=== Selected excerpt ===

While writing chapter six I kept dwelling on chapter five. It was really bugging me because I knew that I hadn’t included at least two crucial parts of the story that will be relevant in later chapters, and to the climax of the novel. I’ve been doing a lot of thinking about why these two unwritten parts are important and how to best use them. Listening to music has helped, especially music with lyrics because it speaks to what’s on my mind and inspires my thinking with a fresh perspective. So, with a new take on my self-made story development dilemma, I had a few aha moments that have helped to shape how I will integrate these two parts of chapter five. I want to have fun with them, so I’ll double back after the first draft of chapter six is completed to clean up chapter five with additions. Also, it made sense to move the end of chapter five and make it the beginning of chapter six; it reads better.

Writing regularly has fallen by the wayside in my routine over the past couple of months. I’m not happy about this. The problem is that I’m juggling so many things and it’s easier to not write at times because I feel overwhelmed by all the stuff that I have to do. I’m not complaining, just being real. To address this, I spent time making a six day breakdown of all the stuff that I have and want to do. The days are numbered, I haven’t assigned particular days at this point. I’ve grouped tasks together so that my brain doesn’t feel stretched trying to process all the things that I’ve scheduled myself, now I only have to process one day at a time.

Another 1000

I’m inching my way through chapter six’s first draft with a lot of new writing. I have over 6000 words written for this chapter already from past writing workshops and prompts but I’m not feeling this chapter the same way as when I wrote in the past. The bones of the story haven’t changed, I’ve added a character to create some depth to the action and I’m messing with the sequence of events a bit from what I originally planned. The way that it’s coming along I think that I will be able to integrate some of what I think needs to be added to chapter five. I’ve put chapter five on the back burner, but it keeps coming to mind with thoughts about if I should expand it to be two chapters making it chapters five and six and taking my proposed chapter total to ten chapters rather than the original nine chapters. These thoughts about chapter five haven’t stood in the way of me progressing they have actually enhanced the writing of chapter six with more consideration about theme and imagery and prompted me to write notes for previous chapters to work in when I go back to do second drafts.

The further into the story I get the more I realise what I couldn’t have known when I was starting out. The saying ‘a story writes itself’ is making more and more sense to me as I progress.

===

_Instructions for the task_
Extend the journal entry on drafting chapters five and six of a novel, picking up after its final sentence.

=== Given data ===

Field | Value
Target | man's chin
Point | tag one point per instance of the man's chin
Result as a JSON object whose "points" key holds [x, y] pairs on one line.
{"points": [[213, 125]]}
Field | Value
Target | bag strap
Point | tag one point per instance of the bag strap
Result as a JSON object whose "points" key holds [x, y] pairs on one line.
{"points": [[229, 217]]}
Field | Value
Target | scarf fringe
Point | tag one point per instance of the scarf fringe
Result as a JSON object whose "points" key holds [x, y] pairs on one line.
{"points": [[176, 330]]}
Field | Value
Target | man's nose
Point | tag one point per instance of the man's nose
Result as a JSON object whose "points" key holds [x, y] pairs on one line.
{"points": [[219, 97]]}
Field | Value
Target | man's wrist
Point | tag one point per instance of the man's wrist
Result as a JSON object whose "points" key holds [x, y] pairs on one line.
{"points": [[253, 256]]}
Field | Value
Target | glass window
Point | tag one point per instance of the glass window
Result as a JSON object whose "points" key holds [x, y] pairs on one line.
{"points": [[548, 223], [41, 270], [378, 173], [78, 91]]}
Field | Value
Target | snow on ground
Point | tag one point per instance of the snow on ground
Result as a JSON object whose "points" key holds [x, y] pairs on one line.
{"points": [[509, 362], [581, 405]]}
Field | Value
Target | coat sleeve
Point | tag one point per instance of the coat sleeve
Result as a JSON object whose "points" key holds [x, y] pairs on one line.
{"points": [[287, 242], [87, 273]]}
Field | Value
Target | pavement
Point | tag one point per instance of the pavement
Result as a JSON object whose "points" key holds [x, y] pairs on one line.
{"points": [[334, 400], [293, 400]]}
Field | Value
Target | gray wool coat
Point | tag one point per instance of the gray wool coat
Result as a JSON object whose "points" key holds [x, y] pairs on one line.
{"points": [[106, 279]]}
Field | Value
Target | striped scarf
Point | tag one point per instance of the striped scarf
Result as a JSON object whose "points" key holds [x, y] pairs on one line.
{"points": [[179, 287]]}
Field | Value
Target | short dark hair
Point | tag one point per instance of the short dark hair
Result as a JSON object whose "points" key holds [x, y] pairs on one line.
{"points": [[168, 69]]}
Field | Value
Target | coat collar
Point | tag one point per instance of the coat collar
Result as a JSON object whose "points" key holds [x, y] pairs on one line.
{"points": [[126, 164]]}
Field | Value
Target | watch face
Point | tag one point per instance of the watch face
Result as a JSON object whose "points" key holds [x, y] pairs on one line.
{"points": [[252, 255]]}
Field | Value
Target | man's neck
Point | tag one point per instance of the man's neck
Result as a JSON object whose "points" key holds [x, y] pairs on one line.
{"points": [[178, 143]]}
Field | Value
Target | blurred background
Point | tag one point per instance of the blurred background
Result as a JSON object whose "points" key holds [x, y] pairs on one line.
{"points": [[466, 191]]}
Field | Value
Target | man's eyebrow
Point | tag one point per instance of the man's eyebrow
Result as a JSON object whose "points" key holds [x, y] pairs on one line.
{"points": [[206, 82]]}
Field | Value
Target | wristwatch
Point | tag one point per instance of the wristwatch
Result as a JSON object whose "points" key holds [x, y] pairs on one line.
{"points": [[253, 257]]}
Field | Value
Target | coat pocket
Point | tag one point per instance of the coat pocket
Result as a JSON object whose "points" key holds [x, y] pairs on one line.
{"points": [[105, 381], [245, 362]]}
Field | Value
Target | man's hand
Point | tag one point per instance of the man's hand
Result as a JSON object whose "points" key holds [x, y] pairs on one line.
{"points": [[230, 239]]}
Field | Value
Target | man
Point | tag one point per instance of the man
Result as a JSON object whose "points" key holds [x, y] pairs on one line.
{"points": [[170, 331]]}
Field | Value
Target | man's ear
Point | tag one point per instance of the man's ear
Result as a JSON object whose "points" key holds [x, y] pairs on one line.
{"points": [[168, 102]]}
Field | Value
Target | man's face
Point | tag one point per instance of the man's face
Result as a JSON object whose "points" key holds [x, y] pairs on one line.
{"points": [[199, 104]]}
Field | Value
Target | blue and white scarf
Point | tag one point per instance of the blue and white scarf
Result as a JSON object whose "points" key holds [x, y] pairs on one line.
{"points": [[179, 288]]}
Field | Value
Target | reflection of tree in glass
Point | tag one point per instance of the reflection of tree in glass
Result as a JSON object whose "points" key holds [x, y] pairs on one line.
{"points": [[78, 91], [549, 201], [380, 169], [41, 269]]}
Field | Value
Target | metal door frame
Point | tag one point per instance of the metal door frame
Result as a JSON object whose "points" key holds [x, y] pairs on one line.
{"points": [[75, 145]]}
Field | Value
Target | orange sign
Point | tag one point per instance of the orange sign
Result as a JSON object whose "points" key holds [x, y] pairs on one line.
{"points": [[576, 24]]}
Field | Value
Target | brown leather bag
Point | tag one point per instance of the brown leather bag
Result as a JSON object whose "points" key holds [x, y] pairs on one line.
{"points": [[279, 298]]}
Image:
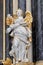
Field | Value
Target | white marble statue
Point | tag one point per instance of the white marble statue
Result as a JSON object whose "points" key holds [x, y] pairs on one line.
{"points": [[21, 34]]}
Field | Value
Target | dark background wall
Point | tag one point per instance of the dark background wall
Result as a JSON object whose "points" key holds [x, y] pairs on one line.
{"points": [[37, 12]]}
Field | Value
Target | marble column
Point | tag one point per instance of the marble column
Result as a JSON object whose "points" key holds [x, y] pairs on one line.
{"points": [[28, 7]]}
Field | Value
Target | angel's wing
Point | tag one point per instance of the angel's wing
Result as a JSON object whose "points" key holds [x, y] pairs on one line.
{"points": [[28, 18]]}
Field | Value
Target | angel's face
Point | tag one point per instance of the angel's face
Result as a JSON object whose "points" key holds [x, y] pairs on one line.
{"points": [[19, 13]]}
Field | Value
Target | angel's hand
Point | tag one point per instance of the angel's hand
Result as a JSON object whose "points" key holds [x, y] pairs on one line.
{"points": [[8, 30]]}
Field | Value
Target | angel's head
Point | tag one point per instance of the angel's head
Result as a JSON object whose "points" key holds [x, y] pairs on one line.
{"points": [[19, 12]]}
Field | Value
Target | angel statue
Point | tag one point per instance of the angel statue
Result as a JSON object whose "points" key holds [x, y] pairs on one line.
{"points": [[21, 29]]}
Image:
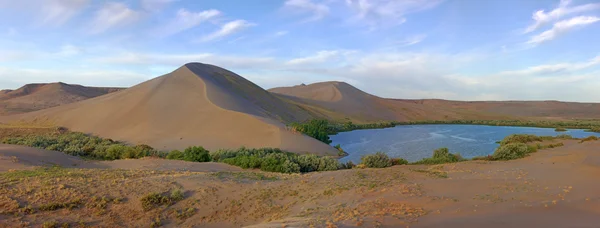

===

_Result of this task_
I’ve written another 1000 words for chapter six in the past week. I would prefer to have finished the chapter, but it is what it is and this chapter seems to require more reflection as I tip toe into the writing of it. When the words weren’t flowing onto the page, I resorted to writing a list of story points for the chapter to get the events that I wanted to happen solid in my mind. Rather than staring at a blank page, or the blank part of the page, I now have a narrative ’to-do’ list that stares back at me. The list has really helped as this chapter has my protagonist moving from one location to another in a way that isn’t planned so it felt disjointed in my mind and I kept getting lost as to where I was up to. The list in this case has provided a reference point rather than having to repeatedly wrap my mind around where I’m at.

I expect that for the rest of the chapter I’ll use some past writing of the 6000 words or so I’ve previously written along with some new work which will make up the end of chapter six. I also suspect though that I will have enough space in my wordcount before it caps at 5000 words to go back to the start of the chapter and write in some of what was unwritten in chapter five. This might work, it might not, I’ll have to see.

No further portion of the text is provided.